Your task
Could you reproduce, word for word, every line of the records below from the one containing "Could you point to the tree" through the end of the records?

Records from a pointing dataset:
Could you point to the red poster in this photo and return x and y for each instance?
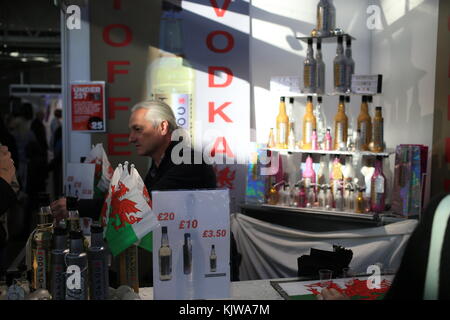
(88, 106)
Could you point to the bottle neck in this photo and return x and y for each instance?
(170, 36)
(164, 239)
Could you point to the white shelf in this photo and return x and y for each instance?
(387, 153)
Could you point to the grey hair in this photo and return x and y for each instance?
(157, 112)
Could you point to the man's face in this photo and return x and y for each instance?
(143, 135)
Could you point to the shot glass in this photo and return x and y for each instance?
(325, 278)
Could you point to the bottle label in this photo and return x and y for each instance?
(181, 107)
(363, 128)
(378, 133)
(339, 75)
(99, 288)
(40, 269)
(308, 132)
(340, 133)
(379, 185)
(282, 133)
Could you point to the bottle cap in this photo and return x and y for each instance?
(96, 228)
(72, 203)
(75, 235)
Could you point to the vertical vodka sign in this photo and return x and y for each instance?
(216, 41)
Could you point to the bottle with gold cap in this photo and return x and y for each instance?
(365, 124)
(282, 126)
(378, 137)
(271, 143)
(340, 126)
(309, 124)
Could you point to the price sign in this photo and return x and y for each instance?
(191, 250)
(88, 106)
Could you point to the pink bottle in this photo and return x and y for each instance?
(327, 142)
(315, 144)
(309, 175)
(378, 188)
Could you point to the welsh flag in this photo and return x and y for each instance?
(127, 213)
(103, 170)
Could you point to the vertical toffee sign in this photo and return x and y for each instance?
(88, 106)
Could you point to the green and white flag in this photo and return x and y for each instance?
(127, 213)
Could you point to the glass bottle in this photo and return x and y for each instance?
(328, 145)
(338, 200)
(340, 126)
(165, 257)
(309, 70)
(315, 142)
(359, 202)
(378, 187)
(378, 137)
(339, 68)
(320, 71)
(321, 121)
(171, 76)
(282, 126)
(321, 198)
(187, 254)
(271, 143)
(349, 64)
(309, 175)
(326, 18)
(365, 124)
(309, 123)
(213, 259)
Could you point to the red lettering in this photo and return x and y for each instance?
(107, 35)
(225, 150)
(112, 71)
(211, 75)
(448, 108)
(210, 41)
(112, 107)
(447, 149)
(113, 143)
(220, 12)
(212, 112)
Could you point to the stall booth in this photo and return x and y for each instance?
(245, 81)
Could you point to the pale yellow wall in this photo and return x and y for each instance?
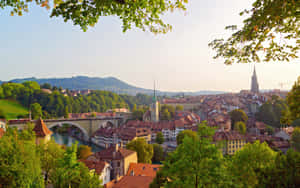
(130, 159)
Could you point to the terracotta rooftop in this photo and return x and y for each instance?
(41, 129)
(141, 169)
(108, 154)
(134, 182)
(98, 166)
(231, 135)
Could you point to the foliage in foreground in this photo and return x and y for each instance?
(270, 33)
(25, 164)
(143, 149)
(199, 163)
(142, 14)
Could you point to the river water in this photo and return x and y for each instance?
(68, 141)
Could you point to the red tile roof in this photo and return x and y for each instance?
(134, 182)
(41, 129)
(98, 166)
(108, 154)
(231, 135)
(141, 169)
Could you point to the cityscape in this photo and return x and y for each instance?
(163, 117)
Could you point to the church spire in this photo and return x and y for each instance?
(154, 93)
(254, 82)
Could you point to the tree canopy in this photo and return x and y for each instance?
(293, 100)
(143, 149)
(142, 14)
(270, 33)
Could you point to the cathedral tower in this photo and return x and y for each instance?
(154, 108)
(254, 83)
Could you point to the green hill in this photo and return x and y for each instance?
(12, 109)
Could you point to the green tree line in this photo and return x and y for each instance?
(57, 104)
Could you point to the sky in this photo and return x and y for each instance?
(35, 45)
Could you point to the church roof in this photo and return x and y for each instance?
(41, 129)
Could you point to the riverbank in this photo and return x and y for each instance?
(64, 139)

Exercise output
Could you point to the tree canopy in this photo and return x and y for each instance?
(293, 100)
(143, 149)
(142, 14)
(270, 33)
Could you point to the cathedral tower in this photo and return x and y for each instance?
(154, 108)
(254, 83)
Could you point to the green hill in this photo and return x and y for each instance?
(12, 109)
Could you point to the green tree line in this photo and return x and y for each instance?
(57, 104)
Could you point to the sky in this photo and return x and y for each instance?
(35, 45)
Could you point to the church roof in this photo and return x and y for each instance?
(41, 129)
Could you point to the riverbank in this photo and return x and y for each instance?
(64, 139)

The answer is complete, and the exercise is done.